■ Stored data entries
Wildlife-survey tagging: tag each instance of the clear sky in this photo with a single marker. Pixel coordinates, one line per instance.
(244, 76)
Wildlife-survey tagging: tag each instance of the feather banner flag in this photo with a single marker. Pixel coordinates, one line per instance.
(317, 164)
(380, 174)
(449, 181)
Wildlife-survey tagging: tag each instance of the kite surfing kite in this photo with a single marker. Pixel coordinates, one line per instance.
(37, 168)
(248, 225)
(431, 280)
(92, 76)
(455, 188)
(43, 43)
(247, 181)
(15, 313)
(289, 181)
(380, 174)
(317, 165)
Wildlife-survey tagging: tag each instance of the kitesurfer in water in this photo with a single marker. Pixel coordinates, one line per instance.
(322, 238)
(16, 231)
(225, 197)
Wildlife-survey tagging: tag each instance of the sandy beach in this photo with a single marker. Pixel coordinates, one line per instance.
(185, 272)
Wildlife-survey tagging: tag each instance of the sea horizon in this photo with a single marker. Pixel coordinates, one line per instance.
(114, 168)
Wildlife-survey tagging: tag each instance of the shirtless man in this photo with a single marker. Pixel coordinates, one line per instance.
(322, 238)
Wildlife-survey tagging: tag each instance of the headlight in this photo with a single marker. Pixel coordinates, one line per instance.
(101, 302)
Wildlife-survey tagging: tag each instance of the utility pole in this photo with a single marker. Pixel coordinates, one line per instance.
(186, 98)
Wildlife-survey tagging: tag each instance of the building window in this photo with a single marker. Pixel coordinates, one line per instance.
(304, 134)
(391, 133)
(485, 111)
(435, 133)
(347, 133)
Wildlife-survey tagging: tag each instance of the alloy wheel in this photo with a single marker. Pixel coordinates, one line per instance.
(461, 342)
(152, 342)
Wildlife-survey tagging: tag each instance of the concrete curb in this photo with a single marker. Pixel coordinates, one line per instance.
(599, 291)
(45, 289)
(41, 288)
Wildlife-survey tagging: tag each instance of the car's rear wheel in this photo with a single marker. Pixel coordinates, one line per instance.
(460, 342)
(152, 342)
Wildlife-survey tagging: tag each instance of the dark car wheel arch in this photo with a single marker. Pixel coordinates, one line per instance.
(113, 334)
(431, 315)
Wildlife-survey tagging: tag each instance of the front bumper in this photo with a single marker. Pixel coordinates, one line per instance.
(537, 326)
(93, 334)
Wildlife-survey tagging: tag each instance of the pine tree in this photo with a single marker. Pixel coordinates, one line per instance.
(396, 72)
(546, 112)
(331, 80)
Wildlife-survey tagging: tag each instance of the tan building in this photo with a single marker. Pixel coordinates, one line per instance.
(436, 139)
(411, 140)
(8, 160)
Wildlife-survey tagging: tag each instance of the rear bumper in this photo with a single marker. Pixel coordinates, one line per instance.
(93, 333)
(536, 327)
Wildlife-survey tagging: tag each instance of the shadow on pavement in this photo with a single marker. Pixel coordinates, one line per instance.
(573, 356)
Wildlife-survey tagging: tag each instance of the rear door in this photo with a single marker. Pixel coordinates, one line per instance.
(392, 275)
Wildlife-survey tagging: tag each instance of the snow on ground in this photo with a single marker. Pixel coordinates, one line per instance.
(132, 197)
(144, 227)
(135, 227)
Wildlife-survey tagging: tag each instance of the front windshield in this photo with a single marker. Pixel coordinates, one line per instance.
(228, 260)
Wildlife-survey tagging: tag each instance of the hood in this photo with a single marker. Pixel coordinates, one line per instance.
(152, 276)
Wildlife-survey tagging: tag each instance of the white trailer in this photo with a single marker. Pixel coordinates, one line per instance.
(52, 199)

■ Task details
The answer is to be the lines from the one holding "Wildlife-survey tagging: tag each instance of the alloy" through the end of the data above, transcribed character for character, both ends included.

■ Result of this exercise
Wildlife-survey tagging: tag each instance of the alloy wheel in this photo with a single marker. Pixel coordinates, one line per instance.
(461, 342)
(152, 342)
Wildlife-survey tagging: tag each instance of the concrete curb in this photo with a single marker. Pixel coordinates, one line per instance.
(599, 291)
(45, 289)
(41, 288)
Wildlife-survey tagging: tag each instance of the car's rear wheel in this photo with a single marker. Pixel coordinates, one line per instance.
(460, 342)
(152, 342)
Wildlife-survey tagging: tag each instance of the dark car wheel arch in this photo with a single marker. Pixel coordinates, one line per instance.
(113, 334)
(431, 315)
Wildlife-survey tagging: tag each instance of the front bumper in this photo with a single marker. Pixel coordinates, one line per instance.
(537, 326)
(93, 334)
Wildlife-survey tagging: tag each instance of the pine tree in this photo with a single marker. Pixel coordinates, one line per instance.
(396, 72)
(546, 112)
(331, 80)
Wildlife-survey tagging: tag each instance of the tan building in this photo with a single marker. Pixel coordinates, one line per instance.
(436, 139)
(411, 140)
(8, 160)
Wildlife-survey tagging: tag each instance of the rear bumper in this photo with a single marker. Pixel coordinates, one line per instance.
(93, 333)
(536, 327)
Wildlife-survey tagging: tag each instance of the shadow on pavement in this photo with a single marker. Pixel coordinates, one line per instance.
(573, 356)
Wildlife-survey tagging: tag each instance of the rear door in this photo with a single marker. Pixel coordinates, one line per instance.
(392, 275)
Wildlife-survey tagging: tag each instance of the snow on ground in this photo with a single marker. Pixel coordinates, one line per instance.
(132, 197)
(144, 227)
(135, 227)
Wildlife-survey tagging: tag each instance of the front windshield in this photo with a single marker. Pixel coordinates, one line per instance.
(228, 260)
Wildlife-survey tagging: tag each instance of the hood in this photo with a single marker. Pixel coordinates, one line per instance.
(152, 276)
Wildlife-survey tagging: tag each instance of the white trailer in this photo with a single marker. Pixel coordinates, one line per instance.
(52, 199)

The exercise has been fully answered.